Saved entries
[Start of Attachment]

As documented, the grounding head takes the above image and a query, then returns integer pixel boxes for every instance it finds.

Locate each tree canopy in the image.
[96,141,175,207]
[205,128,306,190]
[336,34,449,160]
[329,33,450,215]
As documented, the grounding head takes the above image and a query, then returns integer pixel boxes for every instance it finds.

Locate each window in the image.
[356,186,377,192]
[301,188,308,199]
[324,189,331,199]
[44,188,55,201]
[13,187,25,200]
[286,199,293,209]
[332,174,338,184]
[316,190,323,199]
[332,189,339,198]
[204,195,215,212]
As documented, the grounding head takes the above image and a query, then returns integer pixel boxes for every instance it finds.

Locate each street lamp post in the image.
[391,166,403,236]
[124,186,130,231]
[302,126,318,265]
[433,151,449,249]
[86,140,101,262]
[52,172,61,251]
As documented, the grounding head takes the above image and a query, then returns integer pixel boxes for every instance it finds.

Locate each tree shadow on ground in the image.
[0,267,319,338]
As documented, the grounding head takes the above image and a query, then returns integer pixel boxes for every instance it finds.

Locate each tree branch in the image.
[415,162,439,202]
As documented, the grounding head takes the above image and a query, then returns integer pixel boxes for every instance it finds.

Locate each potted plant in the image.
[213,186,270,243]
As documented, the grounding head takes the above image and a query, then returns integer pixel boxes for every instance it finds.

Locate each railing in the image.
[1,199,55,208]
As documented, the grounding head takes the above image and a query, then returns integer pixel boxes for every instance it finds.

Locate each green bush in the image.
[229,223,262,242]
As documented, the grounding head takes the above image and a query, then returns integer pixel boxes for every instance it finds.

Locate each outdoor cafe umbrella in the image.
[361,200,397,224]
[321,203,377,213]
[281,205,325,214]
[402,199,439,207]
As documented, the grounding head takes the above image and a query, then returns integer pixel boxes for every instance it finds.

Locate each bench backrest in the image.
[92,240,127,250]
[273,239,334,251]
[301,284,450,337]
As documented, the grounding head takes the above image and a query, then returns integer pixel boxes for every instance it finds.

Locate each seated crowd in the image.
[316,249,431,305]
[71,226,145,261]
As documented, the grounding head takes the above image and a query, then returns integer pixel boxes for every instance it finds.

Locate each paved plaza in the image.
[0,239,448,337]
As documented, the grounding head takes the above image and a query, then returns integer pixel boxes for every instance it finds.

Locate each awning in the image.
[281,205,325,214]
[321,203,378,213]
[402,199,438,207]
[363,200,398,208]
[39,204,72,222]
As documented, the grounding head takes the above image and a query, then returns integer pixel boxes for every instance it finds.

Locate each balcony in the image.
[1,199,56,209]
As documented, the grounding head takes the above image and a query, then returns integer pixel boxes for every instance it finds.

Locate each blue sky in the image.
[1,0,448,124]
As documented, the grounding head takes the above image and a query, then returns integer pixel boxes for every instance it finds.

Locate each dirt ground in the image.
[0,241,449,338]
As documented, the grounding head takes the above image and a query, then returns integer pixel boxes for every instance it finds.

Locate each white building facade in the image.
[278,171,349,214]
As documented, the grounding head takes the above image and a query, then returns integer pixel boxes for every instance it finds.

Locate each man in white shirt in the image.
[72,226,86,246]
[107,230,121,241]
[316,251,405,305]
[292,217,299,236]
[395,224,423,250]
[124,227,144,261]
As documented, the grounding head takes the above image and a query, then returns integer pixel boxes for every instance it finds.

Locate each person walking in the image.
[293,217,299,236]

[End of Attachment]

__Assignment__: Each line of the data should be reproduced exactly as it appears.

__Output for this task__:
As documented, the grounding head takes the above image and a query, then returns integer pixel boxes for every instance it finds.

Locate each tree canopy in the image.
[96,141,175,207]
[205,128,306,190]
[336,34,449,160]
[329,33,450,215]
As documented, the grounding head takes the above image and a query, then returns integer pixel boxes for every instance it finds.

Locate each window in the image.
[356,186,377,192]
[301,188,308,199]
[324,189,331,199]
[44,188,55,201]
[13,187,25,200]
[286,199,293,209]
[332,174,338,184]
[316,190,323,199]
[332,189,339,198]
[204,195,215,212]
As documented, the grounding head takes the above image and a query, then returns integer pixel boxes for every instance it finds.

Locate each street lamp post in the image.
[391,166,403,236]
[124,186,130,231]
[302,126,318,265]
[433,151,449,249]
[86,140,101,262]
[52,172,61,251]
As documented, the grounding head takes the above image and a query, then returns integer pixel boxes for every instance it finds.

Locate each tree shadow on ground in the image.
[0,267,319,338]
As documented, the grounding head takes the above image and a query, then returns integer pixel boxes for every instance it finds.

Locate each tree branch in the image.
[415,162,439,202]
As documented, the grounding head takes the above image and a query, then returns integer pixel boxes for every instance it finds.

Locate each potted plant in the image.
[213,186,270,243]
As documented, the grounding head takes the above image and a query, then returns integer pixel boxes for every instance it finds.

Locate each railing in the image.
[1,199,55,208]
As documented, the grounding head takes the above image and a query, then returns integer pixel boxes for every instance it finds.

Locate each green bush in the image.
[229,223,262,242]
As documented, the grounding head takes the above image and a query, then returns integer pixel boxes for every instance it finds.

Locate each outdoor cafe umbrella in the image.
[361,200,397,224]
[321,203,377,213]
[281,205,325,214]
[402,199,439,207]
As documented, the grounding head takes the above image and a query, then returns integer pixel boxes for every instance it finds.

Locate each bench backrest in the image.
[92,240,127,250]
[273,239,334,251]
[301,284,450,337]
As documented, the grounding head takes the above image and a query, then returns integer pixel boxes for every instance it finds.

Locate each seated crowd in the image.
[316,249,431,305]
[71,226,145,261]
As documented, the grounding head takes the above image and a query, then returns integer pixel boxes for every instance it finds.

Locate each paved plaza in the image.
[0,239,448,337]
As documented, the grounding head takes the above image and a query, then returns integer pixel boxes for every instance it finds.

Locate each awning in the image.
[281,205,325,214]
[321,203,378,213]
[402,199,438,207]
[363,200,398,208]
[39,204,72,222]
As documented, the grounding head takes the above image and a query, then returns integer pixel boxes for every instance it finds.

Locate each balcony in the image.
[1,199,56,209]
As documented, the grounding head takes the above image and a query, then returns integer pixel boxes for every instance it finds.

Locate each blue sky in the image.
[1,0,448,124]
As documented, the grounding head takes the above image and a query, then returns integer pixel boxes for every instance it finds.

Locate each dirt ground in the image.
[0,241,449,338]
As documented, the grounding head takes the above image and a query, then returns integer pixel boxes for every instance it finds.

Locate each white building facade in the image.
[278,171,349,214]
As documented, the grounding head takes the above image and a query, then returns integer pixel boxes for every instance it finds.

Locate each man in white shirt in the image.
[72,226,86,246]
[107,230,121,241]
[316,251,405,305]
[292,217,299,236]
[395,224,423,250]
[124,227,144,261]
As documented, the grounding head takes the above image and a query, then returns integer pixel boxes for every instance it finds.

Locate each person walking in the image.
[293,217,299,236]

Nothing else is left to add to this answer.